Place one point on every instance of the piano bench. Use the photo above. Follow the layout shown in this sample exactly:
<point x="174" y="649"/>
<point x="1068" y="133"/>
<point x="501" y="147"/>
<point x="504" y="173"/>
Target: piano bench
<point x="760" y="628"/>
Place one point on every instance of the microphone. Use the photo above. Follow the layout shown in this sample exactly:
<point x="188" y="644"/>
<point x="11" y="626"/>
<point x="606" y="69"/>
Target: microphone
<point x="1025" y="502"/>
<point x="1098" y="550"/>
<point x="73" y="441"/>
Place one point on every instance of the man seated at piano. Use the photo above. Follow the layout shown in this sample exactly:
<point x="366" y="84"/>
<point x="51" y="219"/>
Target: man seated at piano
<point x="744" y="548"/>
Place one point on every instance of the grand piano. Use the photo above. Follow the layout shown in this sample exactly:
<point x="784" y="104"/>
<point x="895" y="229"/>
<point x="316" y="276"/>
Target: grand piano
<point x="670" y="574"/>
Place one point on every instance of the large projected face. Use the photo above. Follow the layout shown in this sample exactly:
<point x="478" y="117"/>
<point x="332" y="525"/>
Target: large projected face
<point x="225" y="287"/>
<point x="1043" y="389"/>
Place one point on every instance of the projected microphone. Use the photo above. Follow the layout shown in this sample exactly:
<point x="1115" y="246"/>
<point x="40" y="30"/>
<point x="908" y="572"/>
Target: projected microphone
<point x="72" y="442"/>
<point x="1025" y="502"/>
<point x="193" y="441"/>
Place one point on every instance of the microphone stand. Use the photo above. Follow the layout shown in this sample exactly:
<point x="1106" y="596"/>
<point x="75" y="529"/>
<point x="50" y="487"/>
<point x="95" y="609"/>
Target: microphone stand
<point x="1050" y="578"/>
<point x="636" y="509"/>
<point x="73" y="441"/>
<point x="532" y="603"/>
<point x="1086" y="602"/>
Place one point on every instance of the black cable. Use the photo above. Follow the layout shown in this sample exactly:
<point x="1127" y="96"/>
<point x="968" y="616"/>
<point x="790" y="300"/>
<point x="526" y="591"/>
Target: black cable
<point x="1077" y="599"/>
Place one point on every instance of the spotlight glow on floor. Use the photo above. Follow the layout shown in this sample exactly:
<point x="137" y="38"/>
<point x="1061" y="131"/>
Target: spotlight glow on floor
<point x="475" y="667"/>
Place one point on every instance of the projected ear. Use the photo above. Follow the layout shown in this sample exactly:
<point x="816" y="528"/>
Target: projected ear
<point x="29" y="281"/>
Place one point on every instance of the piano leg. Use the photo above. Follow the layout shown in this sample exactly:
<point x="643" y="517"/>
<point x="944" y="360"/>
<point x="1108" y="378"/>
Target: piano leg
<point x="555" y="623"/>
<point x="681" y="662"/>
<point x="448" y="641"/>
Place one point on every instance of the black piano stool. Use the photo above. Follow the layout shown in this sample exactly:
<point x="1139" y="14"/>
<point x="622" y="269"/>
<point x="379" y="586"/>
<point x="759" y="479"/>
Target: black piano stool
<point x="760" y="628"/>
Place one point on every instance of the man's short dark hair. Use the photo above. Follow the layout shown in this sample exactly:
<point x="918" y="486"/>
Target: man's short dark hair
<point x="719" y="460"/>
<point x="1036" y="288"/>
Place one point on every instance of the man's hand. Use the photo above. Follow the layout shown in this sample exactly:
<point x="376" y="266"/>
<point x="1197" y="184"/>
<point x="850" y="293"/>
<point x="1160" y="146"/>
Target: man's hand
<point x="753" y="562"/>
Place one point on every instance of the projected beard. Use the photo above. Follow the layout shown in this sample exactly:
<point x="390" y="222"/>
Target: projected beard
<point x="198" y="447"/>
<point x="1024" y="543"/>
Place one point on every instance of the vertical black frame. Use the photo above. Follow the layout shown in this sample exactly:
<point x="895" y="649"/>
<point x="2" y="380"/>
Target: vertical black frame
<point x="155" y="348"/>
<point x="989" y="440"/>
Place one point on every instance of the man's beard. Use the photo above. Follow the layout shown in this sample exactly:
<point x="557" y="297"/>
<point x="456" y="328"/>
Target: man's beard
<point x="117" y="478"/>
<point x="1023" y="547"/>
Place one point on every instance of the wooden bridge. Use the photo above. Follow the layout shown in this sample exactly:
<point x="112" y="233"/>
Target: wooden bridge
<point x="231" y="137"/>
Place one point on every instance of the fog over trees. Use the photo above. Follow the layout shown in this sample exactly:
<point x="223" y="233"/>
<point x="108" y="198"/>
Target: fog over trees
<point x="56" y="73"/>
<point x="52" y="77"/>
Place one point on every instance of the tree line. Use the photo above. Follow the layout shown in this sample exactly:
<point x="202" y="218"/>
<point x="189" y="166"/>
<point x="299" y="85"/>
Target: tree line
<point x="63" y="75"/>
****************
» What to work on
Go through the listing and write out each line exactly.

» Answer area
Place one point on every instance of the piano bench. Use the photo above. Follow the layout shown in this sample exactly:
<point x="174" y="649"/>
<point x="1068" y="133"/>
<point x="501" y="147"/>
<point x="504" y="173"/>
Target: piano bench
<point x="760" y="628"/>
Place one point on every instance of the microphone. Use the photo above. Follow the layout shown in this sample exactly:
<point x="188" y="644"/>
<point x="11" y="626"/>
<point x="606" y="69"/>
Target: microphone
<point x="1025" y="502"/>
<point x="1098" y="550"/>
<point x="73" y="441"/>
Place one point on every instance of the man seated at piano. Use the photo above. Follow the layout shown in this sample exactly:
<point x="366" y="84"/>
<point x="51" y="219"/>
Target: man seated at piano
<point x="744" y="548"/>
Place one point on every instance of the grand piano. Use the photo above. Follow the layout shown in this sample exactly:
<point x="784" y="104"/>
<point x="895" y="229"/>
<point x="316" y="276"/>
Target: grand piano
<point x="670" y="574"/>
Place one point on every instance of the large projected face. Use the photo above. Follow the layout shown in this sample exactly:
<point x="478" y="117"/>
<point x="332" y="525"/>
Target: large projected face
<point x="225" y="287"/>
<point x="1043" y="389"/>
Place one point on every instance of the projected microphone. Use the photo above. Follow the layout shown in this sample exactly:
<point x="1115" y="246"/>
<point x="40" y="30"/>
<point x="908" y="572"/>
Target: projected microphone
<point x="72" y="442"/>
<point x="1025" y="502"/>
<point x="193" y="441"/>
Place one point on every instance of the microphone stand. Use the photo above. Follow the layout shown in this sample exactly:
<point x="1106" y="596"/>
<point x="75" y="529"/>
<point x="50" y="487"/>
<point x="95" y="609"/>
Target: microphone stand
<point x="1050" y="578"/>
<point x="636" y="509"/>
<point x="73" y="441"/>
<point x="532" y="603"/>
<point x="1086" y="602"/>
Place one point on every instance of the black cable. Use the photo above. Follow the layout shown in this sample exactly:
<point x="1127" y="96"/>
<point x="968" y="616"/>
<point x="790" y="300"/>
<point x="526" y="591"/>
Target: black cable
<point x="1077" y="599"/>
Place one point on every instance of the spotlight glow on floor. Use the photo above. Follow the layout shown in this sample exactly:
<point x="137" y="38"/>
<point x="1061" y="131"/>
Target: spotlight glow on floor
<point x="475" y="667"/>
Place one point on every instance of the projected ear. Use the photo above. Follow the layout shown in this sample exactly:
<point x="816" y="528"/>
Target: projected ear
<point x="29" y="281"/>
Place one point on every instance of the piano leg. Use the photo above. Follow the layout shown in this sample exactly:
<point x="643" y="517"/>
<point x="944" y="360"/>
<point x="1108" y="378"/>
Target: piano leg
<point x="555" y="623"/>
<point x="681" y="662"/>
<point x="448" y="641"/>
Place one point on every instance of the black piano stool. Use the photo above. Follow the layout shown in this sample exactly:
<point x="1139" y="14"/>
<point x="622" y="269"/>
<point x="379" y="586"/>
<point x="759" y="479"/>
Target: black piano stool
<point x="760" y="628"/>
Place one point on every instance of the man's short dark hair. Use the photo above. Follow the layout shown in this sample exactly:
<point x="918" y="486"/>
Target: man's short dark hair
<point x="719" y="460"/>
<point x="1036" y="288"/>
Place one point on every instance of the man's hand. Use the photo above. Follow the layout shown in this sample exactly:
<point x="376" y="266"/>
<point x="1197" y="184"/>
<point x="850" y="293"/>
<point x="1160" y="146"/>
Target: man's hand
<point x="753" y="562"/>
Place one point on every instance of the projected beard. Use the photo above. Follow the layout shown in this sample exactly:
<point x="390" y="222"/>
Target: projected beard
<point x="198" y="447"/>
<point x="1024" y="543"/>
Place one point on every instance of the vertical black frame. Use the photo above. Follow the layout shown in this sample exactly:
<point x="895" y="649"/>
<point x="2" y="380"/>
Target: vertical black frame
<point x="155" y="348"/>
<point x="989" y="440"/>
Place one point on every instance of the man's beard. Use the photo above. Follow the layout shown in this sample exactly:
<point x="557" y="297"/>
<point x="456" y="328"/>
Target: man's beard
<point x="117" y="478"/>
<point x="1023" y="547"/>
Place one point on every instance of the wooden bridge. Use the photo above. Follow the layout shown in this sample exactly:
<point x="112" y="233"/>
Target: wooden bridge
<point x="231" y="137"/>
Place one point on every instance of the fog over trees. Use the photo above. Follow the layout shown in this sample exactly:
<point x="223" y="233"/>
<point x="108" y="198"/>
Target: fog over trees
<point x="56" y="73"/>
<point x="52" y="77"/>
Place one point on every instance of the tree line. Use the photo above. Follow the layout shown in this sample exactly:
<point x="202" y="218"/>
<point x="189" y="166"/>
<point x="299" y="85"/>
Target: tree line
<point x="63" y="75"/>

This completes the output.